§ Boundary annotation lines:
+---+

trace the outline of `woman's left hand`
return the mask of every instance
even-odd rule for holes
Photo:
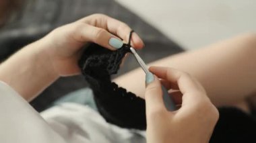
[[[131,30],[121,21],[102,14],[94,14],[55,29],[40,41],[46,46],[42,50],[50,58],[53,71],[59,76],[69,76],[80,73],[77,60],[83,46],[94,42],[115,50],[122,44],[120,38],[128,42]],[[131,45],[137,49],[143,46],[135,33],[132,35]]]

+---+

§ TASK STATEMENT:
Arrange the lines above as a two-column CSV with the columns "prompt" and "polygons": each row gives one line's text and its answer, each in a single quoted field with line breaks turned into spaces. Leave the pictures out.

§ THE RESULT:
prompt,polygons
"trace the outline of `woman's left hand` return the mask of every instance even-odd rule for holes Photo:","[[[131,30],[121,21],[102,14],[94,14],[55,29],[40,41],[46,46],[42,50],[50,58],[53,71],[59,76],[69,76],[80,73],[77,60],[83,46],[94,42],[115,50],[122,44],[120,38],[128,42]],[[131,45],[137,49],[143,46],[135,33],[132,35]]]"